== TEXT SECTION ==
● ● ● ● ●
Sorry this may be a large change that it appeared.
Extra, I added setpassword on ReadZipFS since users could get the fs from open_fs and there would be no place the set password.
FS urls support parameters which you could use to pass in the password.
I'm a little bit confusing.
Just to be checked - there's two things I could do:
- remove
_bytesandsetpasswordwould only allow bytes, since python's zipfile lib only accept bytes - add URL parameter support for opening password protected zip, and there would have a auto conversion from str to bytes since URL parameters is always str.
But what about readbytes? If you mean it is needed to change the base class's signature, it seems shouldn't be done in this PR since it is for zip file? or I should restore the signature temporary?
Thanks for your kindly reply.
remove _bytes and setpassword would only allow bytes, since python's zipfile lib only accept bytes
:+1:
add URL parameter support for opening password protected zip, and there would have a auto conversion from str to bytes since URL parameters is always str.
:+1:
But what about readbytes? If you mean it is needed to change the base class's signature, it seems shouldn't be done in this PR since it is for zip file? or I should restore the signature temporary?
If a signature changes, it needs to be changed everywhere. i.e. the base, ZipFS and the other built in filesystems. One of the goals of PyFilesystem is that you can swap one filesystem for another, and your code will still work.
The base and other filesystems can ignore the password, so it would just be a null-op for them.
On reflection, the argument should probably be called zip_password to avoid any future name collision.
But what about readbytes? If you mean it is needed to change the base class's signature, it seems shouldn't be done in this PR since it is for zip file?
● ● ● ● ●
== PROBLEM ==
Continue the discussion about adding password support to ZipFS from the point where it stops.
● ● ● ● ●
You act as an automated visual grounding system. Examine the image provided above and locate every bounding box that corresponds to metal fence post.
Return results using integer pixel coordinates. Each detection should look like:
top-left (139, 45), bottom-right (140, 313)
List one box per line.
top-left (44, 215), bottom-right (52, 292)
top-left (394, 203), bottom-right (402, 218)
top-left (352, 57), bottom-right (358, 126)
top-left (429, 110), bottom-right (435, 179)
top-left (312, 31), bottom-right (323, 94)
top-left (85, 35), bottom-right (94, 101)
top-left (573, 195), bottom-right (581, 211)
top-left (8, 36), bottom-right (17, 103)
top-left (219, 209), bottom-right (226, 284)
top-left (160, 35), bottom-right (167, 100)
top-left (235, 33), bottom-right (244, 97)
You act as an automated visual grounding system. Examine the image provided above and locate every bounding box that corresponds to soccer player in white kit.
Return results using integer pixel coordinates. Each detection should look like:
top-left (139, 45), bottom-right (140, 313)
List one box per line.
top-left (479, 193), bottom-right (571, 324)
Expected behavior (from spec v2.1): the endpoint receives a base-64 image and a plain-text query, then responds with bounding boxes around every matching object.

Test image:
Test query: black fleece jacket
● ● ● ● ●
== OUTPUT OF THE EXERCISE ==
If a signature changes, it needs to be changed everywhere. i.e. the base, ZipFS and the other built in filesystems. One of the goals of PyFilesystem is that you can swap one filesystem for another, and your code will still work.
It's possibly worth doing that in a separate PR, and once that's merged, then come back to this password-protected-zip PR? :man_shrugging:
On reflection, the argument should probably be called zip_password to avoid any future name collision.
Did you mean "dictionary key" rather than "argument" ?
It's possibly worth doing that in a separate PR, and once that's merged, then come back to this password-protected-zip PR? 🤷♂
Yeah, nice to have one feature per PR.
Did you mean "dictionary key" rather than "argument" ?
The options are collected kwargs, so I guess that would make it an argument in the call and a dictionary key in the method.
The options are collected kwargs, so I guess that would make it an argument in the call and a dictionary key in the method.
Ahh, I'd missed that you were using options to collect the kwargs - I naively (without looking at the code) assumed you were passing in an options dictionary.
Still waiting for #362 merge before I continue on this branch...